> Цитируемый фрагмент
Кстати, даже в семьях, где есть четвероклассники (а именно в четвертом классе она преподается), 12% опрошенных впервые услышали о новом уроке от интервьюеров.
Мы, конечно, заранее понимали, что уровень информированности большинства россиян не позволяет в рамках массового опроса вдаваться в детали, и в частности, говорить об отдельных «модулях», то есть о субдисциплинах, которые на самом деле – по выбору родителей – изучают школьники (основы православной культуры, основы исламской культуры, основы буддийской культуры, основы иудейской культуры, основы мировых религиозных культур, основы светской этики). Тем не менее мы решили выяснить, как сейчас интерпретируется и воспринимается эта новация в целом, в принципе, какими смыслами ее наделяют и чего от нее ждут: ведь по реакции на такое новшество наверняка можно немало узнать о нынешнем состоянии умов.
Положительно относятся к введению новой учебной дисциплины половина россиян (50%), отрицательно – лишь 14%; прочие заявили о безразличном отношении либо затруднились с ответом – 23 и 13% соответственно. Особенно часто приветствуют появление этого курса женщины, пожилые граждане, люди со сравнительно высокими доходами (по 56% в каждой из этих групп).
Но что стоит за таким одобрением, какими мотивами руководствуются респонденты? В их ответах на соответствующий открытый вопрос просматриваются четыре основных мотива.

> Сохранённые материалы из коллекции

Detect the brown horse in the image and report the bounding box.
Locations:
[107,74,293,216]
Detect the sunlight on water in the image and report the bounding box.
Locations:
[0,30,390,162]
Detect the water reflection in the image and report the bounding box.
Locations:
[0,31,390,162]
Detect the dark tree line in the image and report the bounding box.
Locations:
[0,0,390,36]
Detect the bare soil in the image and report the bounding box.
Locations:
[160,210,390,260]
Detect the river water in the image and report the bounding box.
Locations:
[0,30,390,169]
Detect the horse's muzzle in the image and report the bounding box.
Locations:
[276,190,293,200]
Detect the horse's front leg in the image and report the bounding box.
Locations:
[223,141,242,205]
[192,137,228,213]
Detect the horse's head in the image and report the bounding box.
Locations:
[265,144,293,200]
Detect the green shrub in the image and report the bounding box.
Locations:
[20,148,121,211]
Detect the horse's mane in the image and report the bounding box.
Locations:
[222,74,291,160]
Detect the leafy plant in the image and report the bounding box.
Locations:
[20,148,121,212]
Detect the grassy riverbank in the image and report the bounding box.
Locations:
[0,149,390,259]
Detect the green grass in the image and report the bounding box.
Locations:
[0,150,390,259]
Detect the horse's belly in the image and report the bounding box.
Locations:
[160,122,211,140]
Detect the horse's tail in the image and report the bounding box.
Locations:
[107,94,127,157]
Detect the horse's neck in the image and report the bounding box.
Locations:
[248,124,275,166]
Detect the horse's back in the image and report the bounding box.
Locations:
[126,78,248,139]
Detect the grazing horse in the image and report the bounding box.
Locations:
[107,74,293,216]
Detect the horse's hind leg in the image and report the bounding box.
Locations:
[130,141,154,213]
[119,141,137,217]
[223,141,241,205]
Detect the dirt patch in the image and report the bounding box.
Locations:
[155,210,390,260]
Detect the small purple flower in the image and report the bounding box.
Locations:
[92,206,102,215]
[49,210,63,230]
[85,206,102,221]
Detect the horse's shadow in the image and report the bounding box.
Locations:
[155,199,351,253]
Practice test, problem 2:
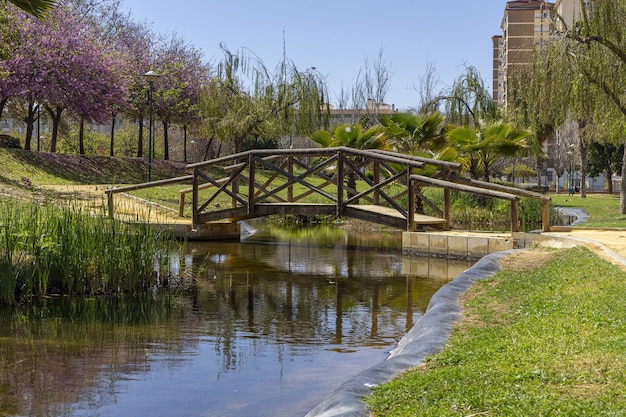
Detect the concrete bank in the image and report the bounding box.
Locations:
[306,250,515,417]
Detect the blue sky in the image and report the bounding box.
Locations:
[123,0,506,110]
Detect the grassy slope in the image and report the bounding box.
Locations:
[368,247,626,416]
[0,149,185,196]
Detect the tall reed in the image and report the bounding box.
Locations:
[0,201,177,304]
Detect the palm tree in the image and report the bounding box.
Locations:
[379,112,447,156]
[311,123,388,150]
[310,123,389,195]
[9,0,56,18]
[448,121,531,182]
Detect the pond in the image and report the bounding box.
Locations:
[0,224,469,417]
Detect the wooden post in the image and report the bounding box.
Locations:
[230,172,239,208]
[511,199,519,233]
[335,151,344,217]
[406,167,415,232]
[541,200,550,232]
[443,188,452,229]
[107,190,115,218]
[191,168,200,229]
[247,154,256,214]
[374,160,380,205]
[287,156,293,202]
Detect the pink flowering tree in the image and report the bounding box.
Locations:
[154,35,209,160]
[0,7,127,153]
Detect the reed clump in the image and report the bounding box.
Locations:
[0,201,172,304]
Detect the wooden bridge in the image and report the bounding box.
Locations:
[107,147,550,236]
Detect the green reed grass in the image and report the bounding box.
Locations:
[0,201,176,304]
[367,247,626,416]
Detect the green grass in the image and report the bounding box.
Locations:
[550,194,626,228]
[0,201,178,304]
[0,148,185,188]
[367,247,626,417]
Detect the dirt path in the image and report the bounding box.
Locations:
[35,185,626,271]
[542,227,626,271]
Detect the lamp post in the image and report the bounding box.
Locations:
[143,70,159,182]
[567,143,576,195]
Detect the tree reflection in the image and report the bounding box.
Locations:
[0,224,468,416]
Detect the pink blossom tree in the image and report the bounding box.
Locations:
[2,7,126,153]
[154,35,209,160]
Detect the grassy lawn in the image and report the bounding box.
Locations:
[550,194,626,228]
[367,248,626,417]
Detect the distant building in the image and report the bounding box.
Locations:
[330,99,396,128]
[492,0,552,107]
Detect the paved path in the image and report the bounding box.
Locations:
[541,227,626,271]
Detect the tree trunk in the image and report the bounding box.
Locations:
[137,116,143,158]
[163,120,170,161]
[46,106,63,153]
[109,113,115,156]
[24,101,37,151]
[619,146,626,214]
[78,117,85,155]
[0,97,9,119]
[578,122,588,198]
[183,125,187,162]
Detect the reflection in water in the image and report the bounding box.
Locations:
[0,223,467,416]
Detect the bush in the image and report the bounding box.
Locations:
[0,135,22,149]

> Задание
Перепишите из текста об опросе россиян о новой учебной дисциплине отрывок от слов «Кстати, даже в» до слов «уроке от интервьюеров.».

> Правильный ответ
Кстати, даже в семьях, где есть четвероклассники (а именно в четвертом классе она преподается), 12% опрошенных впервые услышали о новом уроке от интервьюеров.